Of course, it would be incomplete to judge Napoleon on his military career to the neglect of his political accomplishments. The Code Civil, which he regarded as his one lasting achievement, deeply influenced post-feudal European laws as well as legislation in Latin America and even Louisiana. While the Code was geared toward a big, centralized, regulatory government and institutionalized patriarchal norms in family law in ways that slowed the movement toward female emancipation, it also promoted and established crucial liberals norms, from equality before the law—at first only for white males, but eventually for other groups admitted to full citizenship—to the principle that no secret laws can be in effect and no new law can be enforced retroactively. These may be things we take for granted in 2023; they certainly weren’t taken for granted at the time.
Napoleon didn’t just build repressive institutions; he also destroyed them. In 1808, he abolished the Spanish Inquisition via his brother Joseph, installed as the king of Spain. Napoleon’s reforms also played a key role in the emancipation of Jews across Europe, starting with his Italian campaign in the late 1790s, though here too the story grows more complicated with his shift toward greater conservatism as emperor: In 1808, seeking to placate both the French public and conservative European allies, he moved to defer full civil rights for Jews in some regions of France for a ten-year period and allowed the newly created Polish Duchy of Warsaw to do the same. (In an apparent attempt to rally Middle Eastern Jews to his banners, he also reportedly attempted to create a Jewish state based in Jerusalem during his Egyptian campaign in 1799.)

What this exercise asks:
- 1) Answer these questions from the passage on Napoleon:
(a) What did Napoleon regard as his one lasting achievement?
(b) In what year did he abolish the Spanish Inquisition, and through whom?
(c) During which campaign, and in what year, did he reportedly try to create a Jewish state based in Jerusalem?
- 2) According to the passage on Napoleon, where did the Code Civil influence laws or legislation? Name every place given.
- 3) Resume the passage on Napoleon after its final sentence.

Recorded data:
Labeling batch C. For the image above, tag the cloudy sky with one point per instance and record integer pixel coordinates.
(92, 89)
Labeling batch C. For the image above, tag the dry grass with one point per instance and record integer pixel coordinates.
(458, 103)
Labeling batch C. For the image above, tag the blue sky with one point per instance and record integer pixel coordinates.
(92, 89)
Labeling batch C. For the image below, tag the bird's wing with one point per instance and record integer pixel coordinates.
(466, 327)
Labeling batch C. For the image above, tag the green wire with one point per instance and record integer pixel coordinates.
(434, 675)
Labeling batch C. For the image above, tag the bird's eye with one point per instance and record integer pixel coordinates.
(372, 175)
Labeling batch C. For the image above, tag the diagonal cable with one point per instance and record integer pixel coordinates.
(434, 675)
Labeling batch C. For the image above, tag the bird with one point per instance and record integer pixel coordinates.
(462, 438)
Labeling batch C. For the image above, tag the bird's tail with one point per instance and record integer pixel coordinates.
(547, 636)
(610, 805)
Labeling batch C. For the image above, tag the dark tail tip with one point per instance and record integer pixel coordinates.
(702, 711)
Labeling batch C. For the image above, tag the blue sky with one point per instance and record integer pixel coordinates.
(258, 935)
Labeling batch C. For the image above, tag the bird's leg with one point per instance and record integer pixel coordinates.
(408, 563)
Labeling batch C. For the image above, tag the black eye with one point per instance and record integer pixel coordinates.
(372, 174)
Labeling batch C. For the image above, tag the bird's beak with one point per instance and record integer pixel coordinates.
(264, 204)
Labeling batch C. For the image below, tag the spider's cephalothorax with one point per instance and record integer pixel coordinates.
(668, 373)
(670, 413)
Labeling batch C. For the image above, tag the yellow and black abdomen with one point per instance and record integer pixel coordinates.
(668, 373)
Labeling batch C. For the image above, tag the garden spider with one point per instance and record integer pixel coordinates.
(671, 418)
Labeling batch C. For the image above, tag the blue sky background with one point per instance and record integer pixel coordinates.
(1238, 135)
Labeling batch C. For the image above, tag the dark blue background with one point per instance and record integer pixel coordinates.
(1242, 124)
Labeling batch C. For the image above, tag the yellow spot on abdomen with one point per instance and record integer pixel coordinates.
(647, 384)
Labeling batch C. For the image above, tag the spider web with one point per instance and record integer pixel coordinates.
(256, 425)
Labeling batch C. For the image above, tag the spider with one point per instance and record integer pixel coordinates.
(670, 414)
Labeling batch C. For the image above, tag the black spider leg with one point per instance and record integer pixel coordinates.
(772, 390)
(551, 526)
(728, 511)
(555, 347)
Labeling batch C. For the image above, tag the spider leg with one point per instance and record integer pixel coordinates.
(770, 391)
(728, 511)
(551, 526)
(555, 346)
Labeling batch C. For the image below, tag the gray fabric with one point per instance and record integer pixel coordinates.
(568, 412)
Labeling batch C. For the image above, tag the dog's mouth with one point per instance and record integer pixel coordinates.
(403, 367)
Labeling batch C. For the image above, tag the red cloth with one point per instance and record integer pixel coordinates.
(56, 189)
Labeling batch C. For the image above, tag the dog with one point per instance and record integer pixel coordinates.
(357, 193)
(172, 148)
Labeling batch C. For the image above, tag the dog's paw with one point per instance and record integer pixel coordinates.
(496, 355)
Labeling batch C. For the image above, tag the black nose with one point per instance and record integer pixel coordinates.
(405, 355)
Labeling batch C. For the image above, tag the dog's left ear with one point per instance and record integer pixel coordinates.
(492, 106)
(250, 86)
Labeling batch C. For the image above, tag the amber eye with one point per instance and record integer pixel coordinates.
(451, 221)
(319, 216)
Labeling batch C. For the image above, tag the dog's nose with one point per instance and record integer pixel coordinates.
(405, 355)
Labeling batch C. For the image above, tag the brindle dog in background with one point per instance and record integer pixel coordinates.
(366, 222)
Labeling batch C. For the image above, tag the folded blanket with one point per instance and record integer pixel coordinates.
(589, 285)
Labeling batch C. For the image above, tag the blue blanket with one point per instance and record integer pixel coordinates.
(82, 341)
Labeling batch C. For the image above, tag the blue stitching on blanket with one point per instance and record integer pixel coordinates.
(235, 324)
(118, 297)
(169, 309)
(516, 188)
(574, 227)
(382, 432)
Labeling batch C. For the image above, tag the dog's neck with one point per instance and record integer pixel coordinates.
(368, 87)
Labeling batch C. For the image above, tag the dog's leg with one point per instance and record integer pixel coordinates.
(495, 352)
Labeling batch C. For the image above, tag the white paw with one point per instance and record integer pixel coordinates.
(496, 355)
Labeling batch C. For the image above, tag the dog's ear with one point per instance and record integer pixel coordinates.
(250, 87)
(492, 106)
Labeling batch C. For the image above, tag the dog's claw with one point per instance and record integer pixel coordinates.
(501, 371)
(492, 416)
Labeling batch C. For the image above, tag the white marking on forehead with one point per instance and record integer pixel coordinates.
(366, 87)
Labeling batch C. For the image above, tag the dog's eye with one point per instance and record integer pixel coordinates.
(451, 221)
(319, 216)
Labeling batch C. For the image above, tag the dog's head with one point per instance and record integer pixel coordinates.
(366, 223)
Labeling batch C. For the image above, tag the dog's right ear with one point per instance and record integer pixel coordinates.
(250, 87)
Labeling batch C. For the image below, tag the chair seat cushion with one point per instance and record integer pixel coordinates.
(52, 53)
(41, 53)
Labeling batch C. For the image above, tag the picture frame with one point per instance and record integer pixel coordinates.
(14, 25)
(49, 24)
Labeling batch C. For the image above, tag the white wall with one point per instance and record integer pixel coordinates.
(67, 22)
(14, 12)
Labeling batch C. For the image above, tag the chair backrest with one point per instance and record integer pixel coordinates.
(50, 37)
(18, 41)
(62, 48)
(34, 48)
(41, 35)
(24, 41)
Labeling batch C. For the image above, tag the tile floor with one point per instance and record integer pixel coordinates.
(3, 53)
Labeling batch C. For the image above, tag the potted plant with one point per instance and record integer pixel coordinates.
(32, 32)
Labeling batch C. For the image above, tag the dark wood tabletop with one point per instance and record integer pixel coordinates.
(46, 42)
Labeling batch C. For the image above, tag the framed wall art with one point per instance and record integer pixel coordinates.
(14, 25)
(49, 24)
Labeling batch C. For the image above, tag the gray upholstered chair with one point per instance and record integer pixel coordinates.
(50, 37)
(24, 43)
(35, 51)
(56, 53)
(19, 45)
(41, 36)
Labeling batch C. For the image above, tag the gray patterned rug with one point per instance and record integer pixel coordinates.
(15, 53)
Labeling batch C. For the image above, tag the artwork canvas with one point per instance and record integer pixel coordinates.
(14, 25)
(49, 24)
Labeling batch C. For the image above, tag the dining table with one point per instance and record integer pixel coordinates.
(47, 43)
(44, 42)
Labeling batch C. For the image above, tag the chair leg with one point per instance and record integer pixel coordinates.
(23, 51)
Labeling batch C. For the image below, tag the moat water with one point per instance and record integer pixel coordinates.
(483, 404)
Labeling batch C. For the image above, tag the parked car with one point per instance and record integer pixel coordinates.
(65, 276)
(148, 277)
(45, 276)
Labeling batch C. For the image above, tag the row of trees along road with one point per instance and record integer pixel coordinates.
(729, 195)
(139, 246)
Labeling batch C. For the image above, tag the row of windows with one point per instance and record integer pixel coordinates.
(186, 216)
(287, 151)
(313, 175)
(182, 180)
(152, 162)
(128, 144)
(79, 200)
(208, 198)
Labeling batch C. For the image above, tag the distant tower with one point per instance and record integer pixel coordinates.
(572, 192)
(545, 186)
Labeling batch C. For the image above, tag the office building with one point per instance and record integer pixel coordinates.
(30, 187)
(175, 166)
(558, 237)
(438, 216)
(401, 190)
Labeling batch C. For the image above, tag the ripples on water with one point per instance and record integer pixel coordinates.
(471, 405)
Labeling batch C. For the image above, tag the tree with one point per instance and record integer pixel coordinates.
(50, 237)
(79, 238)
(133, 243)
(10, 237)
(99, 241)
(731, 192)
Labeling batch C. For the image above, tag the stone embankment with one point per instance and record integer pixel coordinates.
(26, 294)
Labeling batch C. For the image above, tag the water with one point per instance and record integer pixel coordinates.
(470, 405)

Outputs in order:
- 1)
(a) The Code Civil.
(b) In 1808, through his brother Joseph, who had been installed as king of Spain.
(c) During his Egyptian campaign, in 1799.

- 2)
- Post-feudal Europe
- Latin America
- Louisiana

- 3)
Ultimately, there probably isn’t a single issue on which Napoleon’s legacy doesn’t come with a “but”—for better or for worse. His sexism, for instance, coexisted with important steps promoting secular education for girls, professional midwifery, and even a recognized role for women in the army as canteen keepers/food suppliers, or vivandières.
No wonder, then, that attitudes toward Napoleon, in his own time and later, have been so rife with contradiction and paradox. His dreary exile and early death helped tilt the mixed feelings toward the positive. Pushkin’s poetic eulogy for Napoleon begins “A wondrous destiny is ended, / A great man’s life is now extinct,” but then goes on to speak of Napoleon’s slide into autocracy, his trampling of France’s “newborn liberty,” the greed of his conquests, and his mad invasion of Russia. Yet Pushkin concludes: “From exile’s gloom, he is bequeathing / Eternal freedom to the world.” Meanwhile, Pushkin’s contemporary, Mikhail Lermontov, extolled Russian heroism at the Battle of Borodino, but also wrote several other works in which the romantic figure of the fallen Napoleon took center stage. (Pushkin and Lermontov, themselves geniuses forced into exile, may have had more reasons than the average Russian to sympathize with Napoleon.)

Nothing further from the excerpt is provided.